Items from a data source:
-- START --
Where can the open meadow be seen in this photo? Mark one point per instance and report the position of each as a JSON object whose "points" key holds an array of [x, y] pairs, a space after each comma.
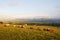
{"points": [[29, 32]]}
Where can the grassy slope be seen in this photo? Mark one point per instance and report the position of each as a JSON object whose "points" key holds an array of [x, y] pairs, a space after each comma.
{"points": [[11, 33]]}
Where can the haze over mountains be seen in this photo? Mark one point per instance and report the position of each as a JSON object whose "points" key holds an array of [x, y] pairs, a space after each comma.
{"points": [[36, 19]]}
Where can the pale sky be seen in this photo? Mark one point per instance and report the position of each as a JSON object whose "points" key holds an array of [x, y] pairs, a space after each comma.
{"points": [[29, 8]]}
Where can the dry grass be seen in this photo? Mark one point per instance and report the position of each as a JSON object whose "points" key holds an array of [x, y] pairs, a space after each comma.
{"points": [[15, 33]]}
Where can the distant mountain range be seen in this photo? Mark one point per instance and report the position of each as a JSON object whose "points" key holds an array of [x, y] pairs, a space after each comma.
{"points": [[49, 20]]}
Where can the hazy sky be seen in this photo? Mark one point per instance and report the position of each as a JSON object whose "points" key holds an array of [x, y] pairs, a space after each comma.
{"points": [[29, 8]]}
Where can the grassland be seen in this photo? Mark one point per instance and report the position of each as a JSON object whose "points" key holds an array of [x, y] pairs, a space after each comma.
{"points": [[14, 33]]}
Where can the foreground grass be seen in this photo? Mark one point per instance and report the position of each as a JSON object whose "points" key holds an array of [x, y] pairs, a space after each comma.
{"points": [[11, 33]]}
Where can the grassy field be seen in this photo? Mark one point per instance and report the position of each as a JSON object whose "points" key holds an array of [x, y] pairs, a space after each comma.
{"points": [[14, 33]]}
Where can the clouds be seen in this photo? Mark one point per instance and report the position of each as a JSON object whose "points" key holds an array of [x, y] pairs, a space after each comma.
{"points": [[9, 3]]}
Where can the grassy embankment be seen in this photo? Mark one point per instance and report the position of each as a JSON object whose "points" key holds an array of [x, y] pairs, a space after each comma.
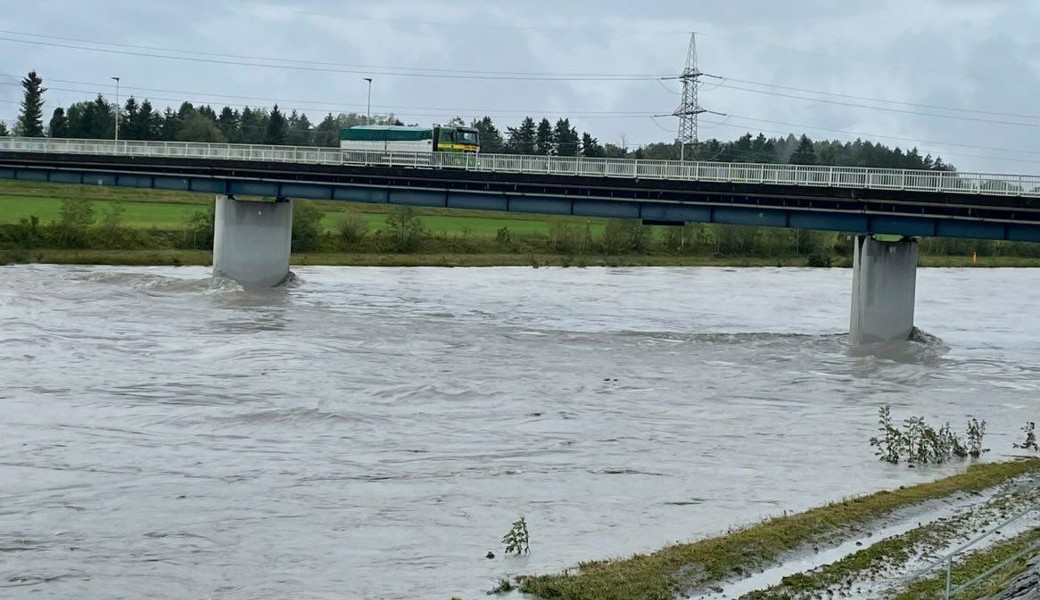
{"points": [[666, 573], [166, 214]]}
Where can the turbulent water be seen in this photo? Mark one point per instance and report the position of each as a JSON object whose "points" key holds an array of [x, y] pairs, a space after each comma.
{"points": [[372, 433]]}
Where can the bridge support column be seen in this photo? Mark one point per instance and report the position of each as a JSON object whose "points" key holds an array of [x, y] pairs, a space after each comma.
{"points": [[883, 288], [252, 241]]}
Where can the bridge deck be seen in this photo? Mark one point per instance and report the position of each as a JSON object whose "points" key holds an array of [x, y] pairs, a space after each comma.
{"points": [[768, 196], [835, 177]]}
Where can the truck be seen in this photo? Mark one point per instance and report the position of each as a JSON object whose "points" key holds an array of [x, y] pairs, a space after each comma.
{"points": [[410, 138]]}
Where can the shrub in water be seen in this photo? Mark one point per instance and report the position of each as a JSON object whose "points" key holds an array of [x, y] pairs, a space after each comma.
{"points": [[517, 541]]}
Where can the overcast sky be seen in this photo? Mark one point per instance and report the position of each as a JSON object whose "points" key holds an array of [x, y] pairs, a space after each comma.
{"points": [[953, 77]]}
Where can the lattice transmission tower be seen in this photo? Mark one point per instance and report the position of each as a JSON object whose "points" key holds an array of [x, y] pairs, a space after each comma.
{"points": [[690, 108]]}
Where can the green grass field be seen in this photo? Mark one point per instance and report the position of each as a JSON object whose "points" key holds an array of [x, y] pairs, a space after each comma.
{"points": [[146, 208]]}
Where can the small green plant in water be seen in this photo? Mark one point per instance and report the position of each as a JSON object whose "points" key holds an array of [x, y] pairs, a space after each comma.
{"points": [[517, 541], [918, 442], [1031, 438]]}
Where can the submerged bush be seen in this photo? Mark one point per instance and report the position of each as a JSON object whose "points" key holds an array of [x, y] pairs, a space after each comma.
{"points": [[918, 442]]}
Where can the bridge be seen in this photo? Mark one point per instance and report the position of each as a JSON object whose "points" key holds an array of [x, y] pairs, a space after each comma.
{"points": [[253, 238]]}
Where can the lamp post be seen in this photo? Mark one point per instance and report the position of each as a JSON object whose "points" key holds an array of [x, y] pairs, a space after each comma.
{"points": [[368, 111], [117, 109]]}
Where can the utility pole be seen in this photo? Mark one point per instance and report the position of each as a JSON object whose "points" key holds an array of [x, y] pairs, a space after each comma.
{"points": [[690, 108], [117, 110], [368, 110]]}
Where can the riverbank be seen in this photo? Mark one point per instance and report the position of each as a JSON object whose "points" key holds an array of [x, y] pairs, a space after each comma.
{"points": [[204, 258], [82, 225], [988, 492]]}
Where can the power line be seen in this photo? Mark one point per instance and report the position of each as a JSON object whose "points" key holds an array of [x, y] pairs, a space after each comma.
{"points": [[868, 99], [886, 108], [288, 102], [440, 112], [860, 134], [268, 62]]}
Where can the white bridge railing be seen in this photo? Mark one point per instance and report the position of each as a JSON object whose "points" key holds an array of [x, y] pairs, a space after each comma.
{"points": [[840, 177]]}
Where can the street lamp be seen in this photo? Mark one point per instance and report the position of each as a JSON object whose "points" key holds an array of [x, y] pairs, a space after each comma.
{"points": [[368, 112], [117, 109]]}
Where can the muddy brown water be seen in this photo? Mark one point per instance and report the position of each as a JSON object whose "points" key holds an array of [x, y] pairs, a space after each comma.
{"points": [[372, 433]]}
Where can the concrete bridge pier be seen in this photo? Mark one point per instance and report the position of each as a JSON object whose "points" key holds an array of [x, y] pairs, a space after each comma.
{"points": [[883, 288], [252, 241]]}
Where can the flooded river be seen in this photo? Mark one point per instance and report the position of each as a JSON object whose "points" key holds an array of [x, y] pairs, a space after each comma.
{"points": [[372, 433]]}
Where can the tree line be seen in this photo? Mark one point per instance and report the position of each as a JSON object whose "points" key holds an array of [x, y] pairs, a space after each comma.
{"points": [[141, 121]]}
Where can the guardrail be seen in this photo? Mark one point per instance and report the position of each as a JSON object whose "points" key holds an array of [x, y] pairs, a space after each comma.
{"points": [[947, 562], [838, 177]]}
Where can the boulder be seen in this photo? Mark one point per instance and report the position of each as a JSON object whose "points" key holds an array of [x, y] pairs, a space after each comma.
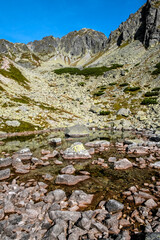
{"points": [[77, 131], [122, 164], [150, 203], [65, 215], [152, 236], [13, 123], [155, 165], [81, 197], [114, 206], [5, 174], [68, 170], [98, 143], [55, 141], [76, 151], [5, 162], [70, 179], [59, 195]]}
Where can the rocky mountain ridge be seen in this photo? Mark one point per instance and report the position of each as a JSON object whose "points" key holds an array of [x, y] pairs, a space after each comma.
{"points": [[106, 82], [144, 26]]}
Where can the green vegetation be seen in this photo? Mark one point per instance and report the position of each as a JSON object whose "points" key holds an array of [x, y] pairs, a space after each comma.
{"points": [[157, 71], [123, 84], [97, 71], [24, 126], [1, 89], [131, 89], [103, 87], [81, 84], [124, 44], [112, 84], [104, 113], [156, 89], [148, 101], [151, 94], [15, 74]]}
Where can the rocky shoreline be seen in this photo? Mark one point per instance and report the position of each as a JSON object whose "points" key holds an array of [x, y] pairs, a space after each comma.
{"points": [[31, 210]]}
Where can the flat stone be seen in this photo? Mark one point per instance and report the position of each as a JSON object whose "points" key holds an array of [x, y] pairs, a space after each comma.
{"points": [[150, 203], [76, 151], [13, 123], [112, 159], [57, 162], [98, 143], [55, 141], [81, 197], [77, 131], [123, 164], [70, 179], [124, 112], [4, 174], [65, 215], [59, 195], [114, 206], [47, 176], [152, 236], [68, 170], [5, 162]]}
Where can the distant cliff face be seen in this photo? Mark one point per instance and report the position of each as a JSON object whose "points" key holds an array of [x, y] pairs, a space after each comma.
{"points": [[144, 26]]}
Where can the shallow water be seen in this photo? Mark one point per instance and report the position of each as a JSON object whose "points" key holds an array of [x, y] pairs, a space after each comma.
{"points": [[104, 183]]}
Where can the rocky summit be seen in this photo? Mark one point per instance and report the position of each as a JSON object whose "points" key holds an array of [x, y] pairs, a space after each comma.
{"points": [[80, 134]]}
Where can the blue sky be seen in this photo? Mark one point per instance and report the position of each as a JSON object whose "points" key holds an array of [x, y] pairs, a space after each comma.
{"points": [[25, 21]]}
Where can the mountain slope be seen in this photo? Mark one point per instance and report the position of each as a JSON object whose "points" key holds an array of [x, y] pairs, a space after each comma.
{"points": [[36, 97]]}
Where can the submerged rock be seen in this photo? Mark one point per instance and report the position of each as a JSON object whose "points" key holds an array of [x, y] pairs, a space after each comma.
{"points": [[114, 206], [68, 170], [77, 131], [76, 151], [70, 179], [123, 164], [5, 162], [98, 143], [5, 174], [81, 197]]}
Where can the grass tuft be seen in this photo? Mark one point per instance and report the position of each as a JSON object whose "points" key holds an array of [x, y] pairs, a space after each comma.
{"points": [[148, 101], [16, 75], [97, 71]]}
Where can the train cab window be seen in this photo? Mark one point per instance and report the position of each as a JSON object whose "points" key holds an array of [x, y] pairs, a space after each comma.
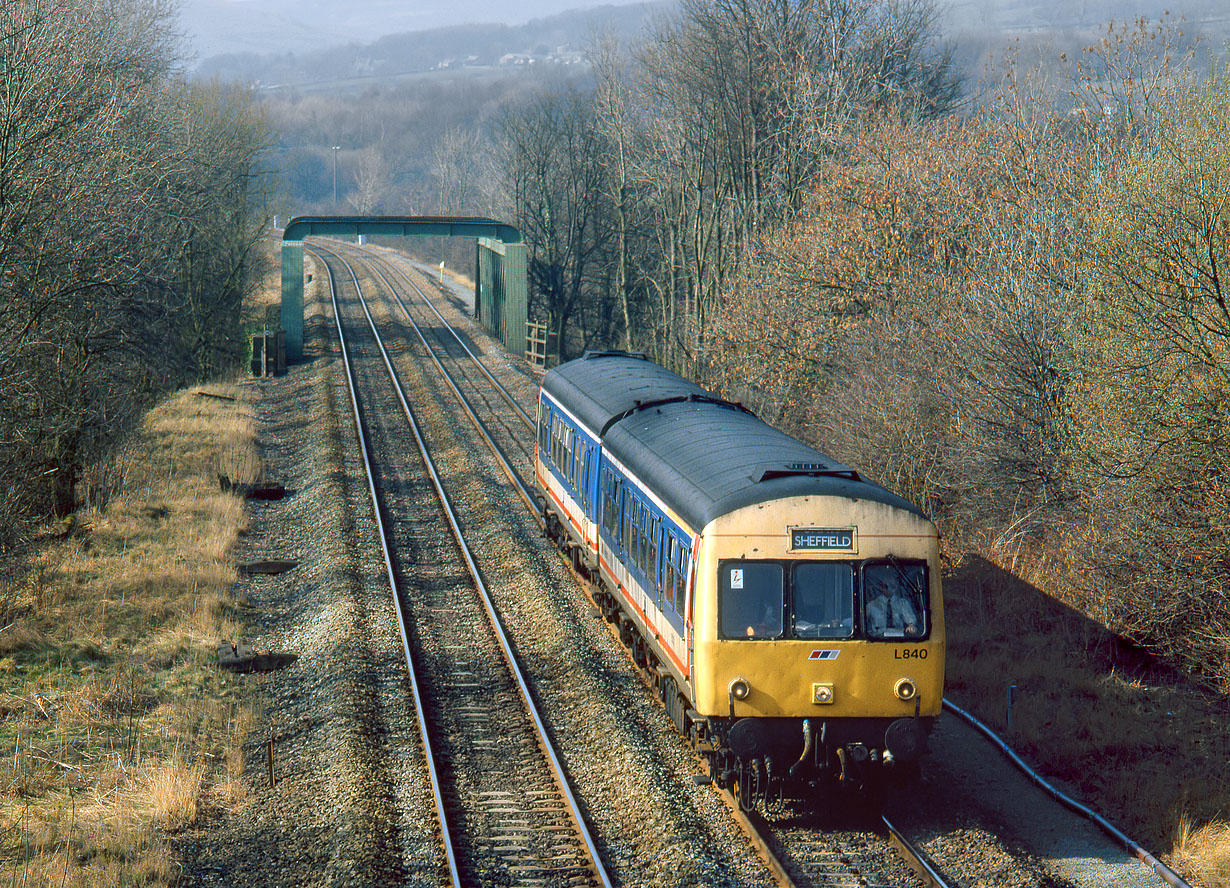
-- END --
■ Exercise instructions ■
Please show each line of the items above that contains the word "field", treating uppercase and lowercase as different.

■ Completed exercise ■
Where can the grassy field be seen in this photo? Mark one point per instance and report the position of each as a JSON object whose "points" key holds an array of [x, y] pairs, a space after each comma.
Where can the green grass field be seen in this photo? Mark one point per instance and report the position of each as a JSON object whose "points" key holds an array of [x, y] pairs, a space after each comma.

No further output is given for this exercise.